● **Assignment**:
What are the words of the passage on the North Carolina Senate race, reproduced word for word starting at "Regardless, Tillis has" and ending at "in the state."?

● **Excerpt provided**:

□ □ □ □ □

Over at Politico, there’s an interesting piece why Sen. Kay Hagan might survive come Election Day. In short, her campaign narrative of tying Tillis to the state legislature in Raleigh might be enough to give her the buffer she needs to claim victory. Then again, the shift towards ISIS and foreign policy, where Republicans dominate with voters concerning trust in handling such issues, has been able to move the needle in Tillis’ direction. The latest CBS News/ NYT/YouGov poll had Tillis within one point of Hagan.
Regardless, Tillis has been relentlessly beaten as anti-education, which is something he hasn’t really recovered from, according to the article:
An advantage on television and in digital advertising has allowed Hagan to localize the race by focusing on education. Tillis, on the other hand, has struggled to get as much traction on his message tying Hagan to Obama and national Democrats unpopular in the state.
“It’s obviously easier to define the narrative when you have a lot more money,” said Brian Walsh, a GOP strategist and former NRSC staffer.
Walsh and other Republicans also insist that the closeness of the race — and the difficulty Tillis has had in breaking away — has more to do with the changing demographics in North Carolina that have made the state more purple than red; Hagan is often grouped with the other three Democratic incumbents facing tough reelection fights in states won by Mitt Romney in 2012: Alaska’s Mark Begich, Arkansas’ Mark Pryor and Louisiana’s Mary Landrieu.
“Tillis was never going to win this thing until the very last day of the very last month,” said Dallas Woodhouse, president of Carolina Rising, which is spending big to boost Tillis. “It’s just a false narrative to include North Carolina as a red state.”

□ □ □ □ □

● **Segmentation mask data**:
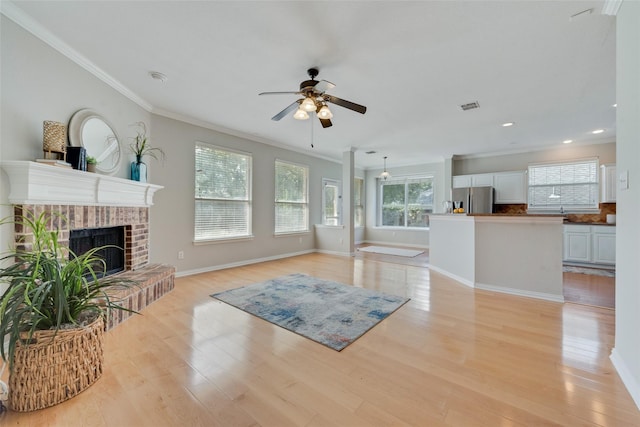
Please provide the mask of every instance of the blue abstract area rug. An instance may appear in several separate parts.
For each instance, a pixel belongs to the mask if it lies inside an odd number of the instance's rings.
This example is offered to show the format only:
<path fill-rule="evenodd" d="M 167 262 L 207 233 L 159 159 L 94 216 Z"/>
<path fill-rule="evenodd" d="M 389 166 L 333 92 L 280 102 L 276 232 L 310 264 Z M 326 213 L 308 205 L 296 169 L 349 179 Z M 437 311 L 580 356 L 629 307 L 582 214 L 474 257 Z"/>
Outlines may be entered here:
<path fill-rule="evenodd" d="M 337 351 L 409 301 L 299 273 L 211 296 Z"/>

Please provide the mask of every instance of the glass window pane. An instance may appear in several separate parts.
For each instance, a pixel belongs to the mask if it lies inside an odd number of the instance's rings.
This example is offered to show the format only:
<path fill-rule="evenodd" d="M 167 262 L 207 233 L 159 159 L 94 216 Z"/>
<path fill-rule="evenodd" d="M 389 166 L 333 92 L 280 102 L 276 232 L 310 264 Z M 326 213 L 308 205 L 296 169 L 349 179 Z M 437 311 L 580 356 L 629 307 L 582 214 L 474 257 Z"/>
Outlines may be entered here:
<path fill-rule="evenodd" d="M 196 143 L 194 239 L 251 235 L 251 156 Z"/>
<path fill-rule="evenodd" d="M 309 168 L 275 163 L 275 232 L 309 230 Z"/>

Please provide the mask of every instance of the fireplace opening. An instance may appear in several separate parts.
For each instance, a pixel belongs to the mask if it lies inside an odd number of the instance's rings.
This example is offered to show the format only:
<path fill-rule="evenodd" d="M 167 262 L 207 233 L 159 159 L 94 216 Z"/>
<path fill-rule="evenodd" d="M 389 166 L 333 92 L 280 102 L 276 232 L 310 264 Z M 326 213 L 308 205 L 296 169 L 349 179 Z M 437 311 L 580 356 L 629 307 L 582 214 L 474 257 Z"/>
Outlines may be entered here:
<path fill-rule="evenodd" d="M 101 246 L 108 246 L 96 252 L 106 264 L 106 273 L 99 277 L 109 276 L 124 270 L 124 227 L 84 228 L 71 230 L 69 249 L 80 256 L 87 251 Z"/>

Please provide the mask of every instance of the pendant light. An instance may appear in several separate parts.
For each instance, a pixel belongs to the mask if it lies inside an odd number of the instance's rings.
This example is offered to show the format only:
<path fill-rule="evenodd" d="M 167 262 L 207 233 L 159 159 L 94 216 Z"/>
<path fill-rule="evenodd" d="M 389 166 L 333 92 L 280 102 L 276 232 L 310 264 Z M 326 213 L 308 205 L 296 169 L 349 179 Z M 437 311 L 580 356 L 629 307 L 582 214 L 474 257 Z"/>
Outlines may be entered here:
<path fill-rule="evenodd" d="M 384 156 L 384 170 L 380 174 L 380 179 L 386 181 L 389 178 L 391 178 L 391 174 L 387 172 L 387 156 Z"/>

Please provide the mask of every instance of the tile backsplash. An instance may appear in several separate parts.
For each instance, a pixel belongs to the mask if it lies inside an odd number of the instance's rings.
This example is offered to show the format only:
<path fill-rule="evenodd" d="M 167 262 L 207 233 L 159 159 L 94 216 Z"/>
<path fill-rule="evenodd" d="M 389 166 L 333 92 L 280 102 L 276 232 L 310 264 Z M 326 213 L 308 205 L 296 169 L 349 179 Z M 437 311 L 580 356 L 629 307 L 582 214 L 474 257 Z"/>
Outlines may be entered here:
<path fill-rule="evenodd" d="M 509 214 L 509 215 L 524 215 L 527 213 L 526 204 L 517 205 L 495 205 L 494 213 Z M 607 222 L 608 214 L 616 213 L 615 203 L 600 203 L 599 214 L 567 214 L 570 222 L 584 222 L 584 223 L 602 223 Z"/>

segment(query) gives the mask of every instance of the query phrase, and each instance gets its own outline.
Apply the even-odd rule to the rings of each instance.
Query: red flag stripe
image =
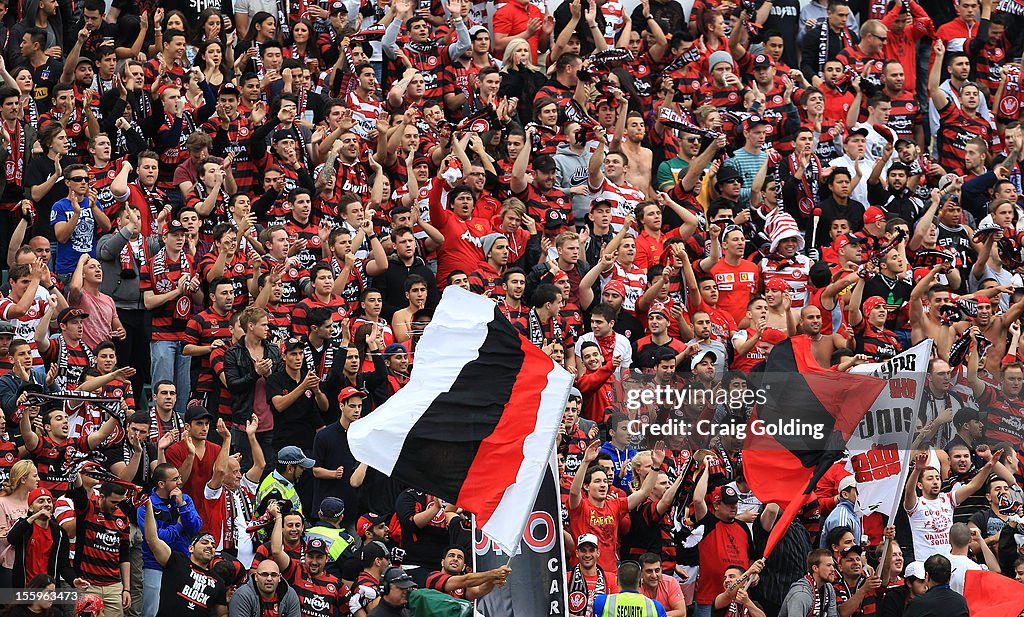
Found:
[[[523,465],[523,442],[537,425],[541,394],[548,385],[551,362],[536,345],[521,338],[522,369],[494,432],[480,442],[457,503],[476,515],[483,526],[512,486]],[[503,487],[502,492],[496,487]]]

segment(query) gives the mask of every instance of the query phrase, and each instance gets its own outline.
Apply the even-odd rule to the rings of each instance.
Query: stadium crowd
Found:
[[[346,438],[459,285],[575,377],[569,614],[629,586],[669,617],[965,617],[967,570],[1024,582],[1021,14],[0,0],[0,587],[379,617],[505,585],[466,513]],[[787,339],[837,371],[932,341],[924,438],[894,520],[840,461],[763,559],[742,440],[631,427],[745,424]],[[628,404],[651,388],[691,396]]]

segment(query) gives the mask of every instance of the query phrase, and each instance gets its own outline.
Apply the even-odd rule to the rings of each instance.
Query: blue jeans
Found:
[[[174,382],[177,390],[178,400],[174,404],[174,410],[178,415],[185,414],[185,407],[188,404],[188,395],[191,390],[191,358],[181,353],[181,342],[179,341],[151,341],[151,380],[154,385],[163,380]]]

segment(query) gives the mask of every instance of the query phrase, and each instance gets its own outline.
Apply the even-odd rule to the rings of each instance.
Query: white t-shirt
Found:
[[[242,475],[242,482],[239,490],[244,490],[249,492],[249,494],[255,495],[259,487],[254,484],[249,478],[246,478],[245,474]],[[207,484],[203,486],[203,497],[206,500],[219,499],[220,493],[223,492],[224,487],[214,490],[210,488]],[[245,532],[246,527],[249,526],[249,521],[246,519],[245,509],[242,508],[242,497],[239,495],[239,491],[229,492],[224,496],[226,499],[234,500],[234,525],[236,529],[240,530],[239,538],[237,540],[237,545],[234,546],[238,550],[239,561],[248,570],[253,563],[253,557],[256,555],[256,546],[253,545],[252,536]],[[217,550],[224,549],[224,538],[220,538],[220,545],[217,546]]]
[[[914,557],[918,557],[914,554]],[[964,578],[969,570],[988,570],[985,566],[975,562],[966,555],[949,555],[949,565],[952,566],[952,576],[949,577],[949,588],[957,593],[964,593]]]
[[[918,497],[914,506],[907,511],[910,532],[913,534],[913,558],[924,562],[936,554],[949,554],[949,528],[953,526],[953,493],[939,493],[935,499]]]

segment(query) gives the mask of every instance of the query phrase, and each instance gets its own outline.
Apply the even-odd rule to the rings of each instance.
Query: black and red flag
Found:
[[[762,502],[783,508],[768,537],[766,557],[818,480],[843,455],[885,385],[878,378],[821,368],[807,337],[787,339],[772,349],[759,384],[764,403],[751,415],[743,443],[743,474],[751,490]]]
[[[360,462],[476,515],[513,555],[548,470],[572,376],[494,302],[444,290],[409,384],[352,423]]]

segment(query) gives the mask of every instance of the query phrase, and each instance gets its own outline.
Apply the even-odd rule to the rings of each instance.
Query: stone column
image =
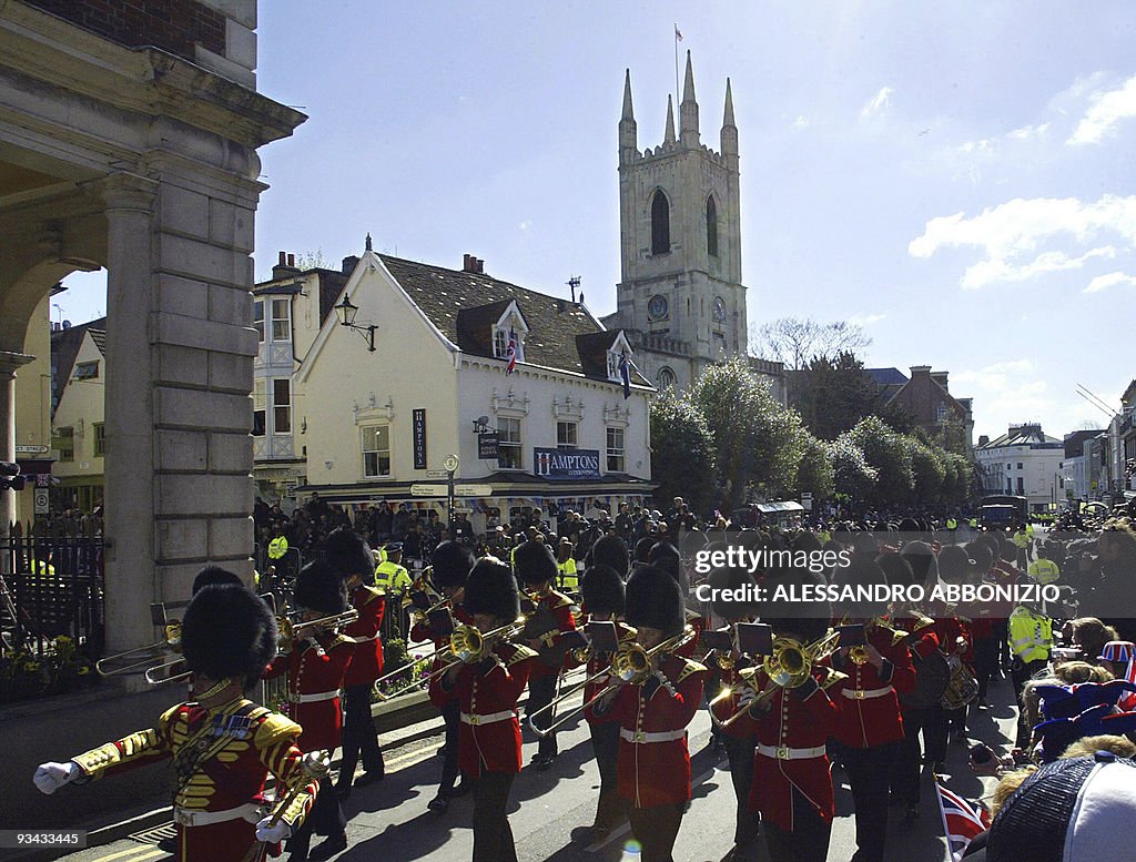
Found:
[[[154,400],[150,313],[158,184],[112,174],[107,209],[106,609],[111,652],[153,641]]]

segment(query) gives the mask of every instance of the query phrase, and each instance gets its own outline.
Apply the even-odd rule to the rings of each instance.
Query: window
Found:
[[[624,458],[624,429],[608,428],[608,472],[627,472]]]
[[[519,470],[520,419],[498,419],[498,467],[502,470]]]
[[[670,203],[662,190],[651,201],[651,253],[670,253]]]
[[[273,380],[273,434],[292,433],[292,382],[287,377]]]
[[[560,449],[576,449],[576,422],[557,422],[557,445]]]
[[[292,341],[292,320],[287,300],[273,300],[273,341]]]
[[[72,427],[56,428],[51,438],[51,447],[59,452],[60,462],[75,460],[75,429]]]
[[[252,436],[265,436],[265,387],[268,380],[258,377],[252,382]]]
[[[391,428],[369,425],[362,429],[362,475],[391,475]]]
[[[718,204],[712,194],[707,198],[707,253],[718,257]]]

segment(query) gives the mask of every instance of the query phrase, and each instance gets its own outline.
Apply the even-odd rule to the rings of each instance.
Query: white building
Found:
[[[441,510],[451,454],[477,530],[493,510],[510,520],[525,507],[615,508],[650,493],[654,390],[632,371],[625,397],[620,358],[634,352],[583,304],[490,277],[471,256],[444,269],[377,254],[369,238],[335,304],[346,300],[357,332],[327,313],[295,354],[295,443],[279,451],[307,466],[301,496]],[[479,451],[493,443],[479,429],[495,430],[496,457]]]
[[[1064,499],[1061,484],[1064,445],[1037,424],[1011,425],[1001,437],[978,438],[975,460],[987,494],[1029,499],[1030,511],[1049,511]]]

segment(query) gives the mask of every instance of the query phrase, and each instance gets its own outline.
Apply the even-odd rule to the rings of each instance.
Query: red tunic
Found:
[[[453,686],[461,704],[458,763],[462,773],[520,771],[520,721],[517,701],[538,662],[526,646],[499,643],[499,659],[487,672],[479,664],[463,664]]]
[[[916,685],[916,670],[905,643],[892,645],[892,633],[869,629],[868,642],[884,663],[879,670],[870,662],[853,664],[833,655],[833,667],[849,675],[829,693],[836,703],[838,718],[834,738],[850,748],[868,748],[903,738],[897,692],[910,692]]]
[[[343,685],[369,686],[383,676],[383,643],[378,633],[383,627],[386,595],[382,589],[360,584],[351,594],[351,606],[359,611],[359,619],[348,625],[343,634],[358,643]]]
[[[758,687],[768,683],[758,672]],[[836,704],[816,683],[805,681],[792,689],[778,688],[760,718],[738,719],[734,727],[757,734],[753,753],[753,786],[749,809],[761,819],[793,831],[793,788],[795,787],[832,822],[834,814],[833,778],[825,743],[836,727]]]
[[[320,635],[319,648],[310,641],[298,641],[287,655],[274,661],[266,678],[287,673],[287,717],[303,728],[296,745],[300,751],[333,751],[343,740],[343,714],[340,689],[354,643],[342,635]]]
[[[645,686],[625,685],[611,705],[619,721],[619,795],[635,807],[677,805],[691,798],[686,726],[702,702],[707,669],[671,653],[665,683],[650,698]]]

□ □ □ □ □

● **Output below**:
Regardless, Tillis has been relentlessly beaten as anti-education, which is something he hasn’t really recovered from, according to the article:
An advantage on television and in digital advertising has allowed Hagan to localize the race by focusing on education. Tillis, on the other hand, has struggled to get as much traction on his message tying Hagan to Obama and national Democrats unpopular in the state.